Exercise requirements »
Copy each line in the items below that contains the word "chair".

Records for this exercise »

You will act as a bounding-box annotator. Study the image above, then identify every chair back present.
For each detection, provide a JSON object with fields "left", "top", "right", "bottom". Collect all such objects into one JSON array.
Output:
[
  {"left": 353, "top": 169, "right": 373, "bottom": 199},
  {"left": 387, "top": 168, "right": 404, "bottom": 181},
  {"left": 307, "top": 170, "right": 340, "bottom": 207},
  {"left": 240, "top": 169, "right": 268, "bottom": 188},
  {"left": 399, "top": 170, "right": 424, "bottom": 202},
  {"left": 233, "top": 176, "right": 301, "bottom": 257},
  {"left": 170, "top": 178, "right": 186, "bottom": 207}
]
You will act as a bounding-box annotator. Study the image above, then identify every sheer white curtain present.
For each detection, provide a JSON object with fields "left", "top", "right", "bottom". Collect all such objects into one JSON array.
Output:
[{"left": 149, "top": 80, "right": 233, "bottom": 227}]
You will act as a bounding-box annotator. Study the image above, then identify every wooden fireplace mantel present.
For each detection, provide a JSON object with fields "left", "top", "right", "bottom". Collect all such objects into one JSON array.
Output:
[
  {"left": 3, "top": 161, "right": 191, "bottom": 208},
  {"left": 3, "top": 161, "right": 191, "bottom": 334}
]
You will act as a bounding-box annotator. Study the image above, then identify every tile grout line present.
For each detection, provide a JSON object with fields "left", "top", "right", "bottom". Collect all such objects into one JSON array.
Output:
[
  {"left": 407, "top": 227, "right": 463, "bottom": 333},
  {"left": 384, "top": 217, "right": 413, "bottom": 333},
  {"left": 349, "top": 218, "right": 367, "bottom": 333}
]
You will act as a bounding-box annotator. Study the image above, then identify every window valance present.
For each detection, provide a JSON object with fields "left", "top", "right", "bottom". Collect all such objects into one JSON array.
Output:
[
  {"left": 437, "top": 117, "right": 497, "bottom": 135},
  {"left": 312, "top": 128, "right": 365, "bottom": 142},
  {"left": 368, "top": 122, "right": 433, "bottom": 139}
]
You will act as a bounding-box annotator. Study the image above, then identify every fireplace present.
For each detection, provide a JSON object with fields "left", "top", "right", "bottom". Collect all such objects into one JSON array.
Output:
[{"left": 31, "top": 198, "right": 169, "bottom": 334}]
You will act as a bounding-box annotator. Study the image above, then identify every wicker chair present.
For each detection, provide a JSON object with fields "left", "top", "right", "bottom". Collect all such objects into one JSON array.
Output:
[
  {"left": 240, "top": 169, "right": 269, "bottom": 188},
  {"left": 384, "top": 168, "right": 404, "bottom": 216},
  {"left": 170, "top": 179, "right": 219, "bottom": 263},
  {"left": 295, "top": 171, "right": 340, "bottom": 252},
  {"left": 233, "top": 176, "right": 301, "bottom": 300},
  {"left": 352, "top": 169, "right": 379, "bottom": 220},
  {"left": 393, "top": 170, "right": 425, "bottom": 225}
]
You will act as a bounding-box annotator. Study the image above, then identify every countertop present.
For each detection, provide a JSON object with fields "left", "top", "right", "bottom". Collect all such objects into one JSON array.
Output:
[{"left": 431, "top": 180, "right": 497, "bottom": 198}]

Answer for this exercise »
You will act as a bounding-box annotator. Study the image above, then identify every chair back present.
You will act as a bounding-box annotator. Study the image above, then identify every wicker chair present.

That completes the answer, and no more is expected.